EXERCISE MATERIALS:
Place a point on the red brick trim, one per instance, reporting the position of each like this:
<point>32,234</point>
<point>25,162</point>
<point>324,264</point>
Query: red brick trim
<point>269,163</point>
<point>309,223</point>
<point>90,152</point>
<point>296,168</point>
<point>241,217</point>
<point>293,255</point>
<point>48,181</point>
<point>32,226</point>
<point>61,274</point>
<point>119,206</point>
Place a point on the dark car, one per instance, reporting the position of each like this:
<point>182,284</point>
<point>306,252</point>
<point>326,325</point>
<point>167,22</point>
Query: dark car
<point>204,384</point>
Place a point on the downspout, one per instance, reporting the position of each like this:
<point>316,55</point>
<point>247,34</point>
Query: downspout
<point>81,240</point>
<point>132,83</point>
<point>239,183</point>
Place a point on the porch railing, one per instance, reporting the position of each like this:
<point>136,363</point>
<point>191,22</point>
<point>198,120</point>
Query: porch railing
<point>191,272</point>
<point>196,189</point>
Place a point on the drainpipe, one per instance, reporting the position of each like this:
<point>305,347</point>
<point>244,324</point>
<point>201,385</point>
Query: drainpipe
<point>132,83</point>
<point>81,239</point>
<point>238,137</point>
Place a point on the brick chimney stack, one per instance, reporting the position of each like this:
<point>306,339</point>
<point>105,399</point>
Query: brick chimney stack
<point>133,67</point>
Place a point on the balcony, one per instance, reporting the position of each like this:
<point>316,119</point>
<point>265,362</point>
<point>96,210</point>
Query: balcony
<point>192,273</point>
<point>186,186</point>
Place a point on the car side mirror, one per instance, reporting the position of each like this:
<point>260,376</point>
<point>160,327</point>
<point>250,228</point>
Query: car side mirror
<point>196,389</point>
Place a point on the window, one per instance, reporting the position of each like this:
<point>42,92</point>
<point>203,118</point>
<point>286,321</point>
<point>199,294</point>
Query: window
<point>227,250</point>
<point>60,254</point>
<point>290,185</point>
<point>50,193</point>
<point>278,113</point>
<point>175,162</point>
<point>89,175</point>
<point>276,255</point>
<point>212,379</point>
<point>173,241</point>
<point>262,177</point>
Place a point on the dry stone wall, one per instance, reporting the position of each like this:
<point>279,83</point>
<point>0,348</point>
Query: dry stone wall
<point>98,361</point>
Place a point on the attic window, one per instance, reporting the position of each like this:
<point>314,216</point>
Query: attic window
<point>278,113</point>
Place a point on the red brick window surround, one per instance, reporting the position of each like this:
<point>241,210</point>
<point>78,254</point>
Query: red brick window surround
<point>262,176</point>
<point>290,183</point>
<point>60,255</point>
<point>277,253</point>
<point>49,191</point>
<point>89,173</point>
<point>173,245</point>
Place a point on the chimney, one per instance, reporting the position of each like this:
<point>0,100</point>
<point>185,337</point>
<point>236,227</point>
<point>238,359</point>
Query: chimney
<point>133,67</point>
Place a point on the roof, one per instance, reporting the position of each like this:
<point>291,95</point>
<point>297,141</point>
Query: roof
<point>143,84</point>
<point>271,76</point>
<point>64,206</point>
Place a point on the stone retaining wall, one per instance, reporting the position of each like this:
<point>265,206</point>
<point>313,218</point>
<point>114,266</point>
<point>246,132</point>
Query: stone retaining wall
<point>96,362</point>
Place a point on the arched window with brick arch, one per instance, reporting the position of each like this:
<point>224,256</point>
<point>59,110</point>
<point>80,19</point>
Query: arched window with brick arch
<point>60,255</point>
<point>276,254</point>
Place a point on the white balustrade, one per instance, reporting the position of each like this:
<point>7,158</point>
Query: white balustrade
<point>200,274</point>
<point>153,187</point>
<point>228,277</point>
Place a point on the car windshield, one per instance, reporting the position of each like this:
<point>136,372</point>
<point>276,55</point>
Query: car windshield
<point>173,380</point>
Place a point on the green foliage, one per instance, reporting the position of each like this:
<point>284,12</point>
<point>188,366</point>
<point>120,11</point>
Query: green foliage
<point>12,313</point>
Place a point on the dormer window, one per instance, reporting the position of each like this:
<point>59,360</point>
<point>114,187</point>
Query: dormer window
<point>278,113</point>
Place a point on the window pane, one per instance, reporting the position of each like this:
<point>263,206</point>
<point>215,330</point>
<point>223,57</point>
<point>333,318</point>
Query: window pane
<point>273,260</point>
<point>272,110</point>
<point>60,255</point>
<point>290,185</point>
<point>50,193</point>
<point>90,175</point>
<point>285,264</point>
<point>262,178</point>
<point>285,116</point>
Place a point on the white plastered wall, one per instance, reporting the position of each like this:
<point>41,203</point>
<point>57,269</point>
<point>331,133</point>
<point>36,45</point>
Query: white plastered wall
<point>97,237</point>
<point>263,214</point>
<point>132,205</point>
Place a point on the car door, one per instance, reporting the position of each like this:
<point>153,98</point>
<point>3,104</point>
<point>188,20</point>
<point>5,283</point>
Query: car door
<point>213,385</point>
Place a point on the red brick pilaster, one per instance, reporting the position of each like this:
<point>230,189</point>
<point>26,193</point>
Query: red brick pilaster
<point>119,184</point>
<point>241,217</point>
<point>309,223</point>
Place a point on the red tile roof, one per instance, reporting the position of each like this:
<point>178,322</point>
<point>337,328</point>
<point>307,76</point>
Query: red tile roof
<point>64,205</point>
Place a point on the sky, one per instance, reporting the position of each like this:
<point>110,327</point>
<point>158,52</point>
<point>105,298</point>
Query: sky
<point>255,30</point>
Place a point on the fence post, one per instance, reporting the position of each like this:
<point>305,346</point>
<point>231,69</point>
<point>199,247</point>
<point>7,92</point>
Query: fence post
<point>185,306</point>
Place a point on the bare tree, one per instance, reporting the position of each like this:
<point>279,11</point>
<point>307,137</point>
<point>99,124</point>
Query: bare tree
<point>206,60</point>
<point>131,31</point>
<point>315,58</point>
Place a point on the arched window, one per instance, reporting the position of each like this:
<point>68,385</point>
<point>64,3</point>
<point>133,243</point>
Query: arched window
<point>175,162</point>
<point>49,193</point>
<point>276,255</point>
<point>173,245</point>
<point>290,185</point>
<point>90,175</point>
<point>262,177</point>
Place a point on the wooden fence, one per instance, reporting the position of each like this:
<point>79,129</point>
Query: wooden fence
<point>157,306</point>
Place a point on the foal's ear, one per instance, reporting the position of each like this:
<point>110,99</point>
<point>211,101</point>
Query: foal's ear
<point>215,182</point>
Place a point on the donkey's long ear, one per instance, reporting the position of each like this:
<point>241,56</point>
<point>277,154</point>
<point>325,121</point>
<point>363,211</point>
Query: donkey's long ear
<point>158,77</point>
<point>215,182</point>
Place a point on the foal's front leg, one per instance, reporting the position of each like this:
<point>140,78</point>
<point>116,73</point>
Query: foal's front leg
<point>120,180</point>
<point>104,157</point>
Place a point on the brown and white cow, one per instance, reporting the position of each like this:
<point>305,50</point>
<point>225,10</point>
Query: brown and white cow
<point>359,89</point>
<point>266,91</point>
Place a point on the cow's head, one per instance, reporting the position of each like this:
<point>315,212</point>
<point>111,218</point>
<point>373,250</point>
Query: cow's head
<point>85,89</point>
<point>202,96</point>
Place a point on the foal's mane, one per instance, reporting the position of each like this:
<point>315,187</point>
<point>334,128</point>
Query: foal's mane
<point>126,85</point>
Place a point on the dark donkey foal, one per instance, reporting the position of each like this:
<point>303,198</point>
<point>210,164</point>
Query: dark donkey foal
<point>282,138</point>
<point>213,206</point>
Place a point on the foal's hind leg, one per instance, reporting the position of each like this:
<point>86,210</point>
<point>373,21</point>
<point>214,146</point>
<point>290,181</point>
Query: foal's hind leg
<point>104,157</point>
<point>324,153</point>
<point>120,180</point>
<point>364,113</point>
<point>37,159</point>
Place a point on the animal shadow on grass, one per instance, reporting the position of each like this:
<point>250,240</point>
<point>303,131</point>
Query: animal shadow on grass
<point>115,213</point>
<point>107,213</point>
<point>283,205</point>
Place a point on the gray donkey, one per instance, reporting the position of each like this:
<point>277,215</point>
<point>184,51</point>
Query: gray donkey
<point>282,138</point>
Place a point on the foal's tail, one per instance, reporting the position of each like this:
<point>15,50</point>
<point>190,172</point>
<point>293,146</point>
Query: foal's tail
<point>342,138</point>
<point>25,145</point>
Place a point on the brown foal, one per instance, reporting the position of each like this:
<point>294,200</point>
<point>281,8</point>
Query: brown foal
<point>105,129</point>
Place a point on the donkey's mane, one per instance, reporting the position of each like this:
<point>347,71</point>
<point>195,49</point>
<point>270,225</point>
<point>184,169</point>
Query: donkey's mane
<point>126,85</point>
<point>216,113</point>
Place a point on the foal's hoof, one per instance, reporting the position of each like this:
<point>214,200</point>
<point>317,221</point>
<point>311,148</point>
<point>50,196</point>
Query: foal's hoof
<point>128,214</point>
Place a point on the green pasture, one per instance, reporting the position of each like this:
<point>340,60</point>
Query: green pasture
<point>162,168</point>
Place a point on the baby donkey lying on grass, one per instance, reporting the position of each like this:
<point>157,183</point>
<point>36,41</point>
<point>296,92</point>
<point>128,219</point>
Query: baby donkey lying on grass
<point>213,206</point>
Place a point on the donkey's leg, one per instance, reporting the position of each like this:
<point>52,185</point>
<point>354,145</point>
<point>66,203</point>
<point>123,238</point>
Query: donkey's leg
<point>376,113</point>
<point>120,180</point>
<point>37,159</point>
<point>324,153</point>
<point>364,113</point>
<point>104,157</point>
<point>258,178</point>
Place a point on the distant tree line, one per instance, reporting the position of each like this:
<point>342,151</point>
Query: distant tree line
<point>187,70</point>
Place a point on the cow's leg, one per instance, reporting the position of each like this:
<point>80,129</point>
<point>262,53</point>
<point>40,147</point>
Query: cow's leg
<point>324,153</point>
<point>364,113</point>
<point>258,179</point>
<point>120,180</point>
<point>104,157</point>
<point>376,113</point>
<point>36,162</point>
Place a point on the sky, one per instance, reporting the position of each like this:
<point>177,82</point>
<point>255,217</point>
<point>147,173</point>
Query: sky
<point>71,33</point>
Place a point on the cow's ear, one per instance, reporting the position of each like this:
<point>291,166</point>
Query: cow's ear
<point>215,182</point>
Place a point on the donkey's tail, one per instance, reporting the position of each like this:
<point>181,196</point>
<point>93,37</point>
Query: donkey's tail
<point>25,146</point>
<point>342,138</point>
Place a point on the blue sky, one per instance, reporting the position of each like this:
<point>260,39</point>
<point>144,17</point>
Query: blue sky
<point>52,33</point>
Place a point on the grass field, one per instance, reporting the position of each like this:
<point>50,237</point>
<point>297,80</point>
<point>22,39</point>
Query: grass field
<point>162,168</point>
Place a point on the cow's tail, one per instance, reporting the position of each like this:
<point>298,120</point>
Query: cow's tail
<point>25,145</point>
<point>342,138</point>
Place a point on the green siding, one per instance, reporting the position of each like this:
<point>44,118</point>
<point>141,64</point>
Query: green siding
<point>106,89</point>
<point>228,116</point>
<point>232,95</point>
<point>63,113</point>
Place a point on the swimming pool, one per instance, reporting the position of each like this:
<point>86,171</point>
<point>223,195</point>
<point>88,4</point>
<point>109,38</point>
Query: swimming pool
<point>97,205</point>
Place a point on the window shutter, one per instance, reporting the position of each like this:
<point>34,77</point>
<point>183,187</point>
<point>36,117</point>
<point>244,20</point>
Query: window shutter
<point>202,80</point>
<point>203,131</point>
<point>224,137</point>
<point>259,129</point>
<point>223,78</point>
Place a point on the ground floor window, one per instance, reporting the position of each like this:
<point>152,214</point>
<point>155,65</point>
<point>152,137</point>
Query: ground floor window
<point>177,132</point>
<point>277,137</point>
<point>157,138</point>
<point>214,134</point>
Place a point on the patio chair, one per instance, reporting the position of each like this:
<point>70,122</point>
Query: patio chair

TASK PROMPT: Lines with the string "chair" in the data above: say how many there are, giving the number alone.

OUTPUT OF THE EXERCISE: 2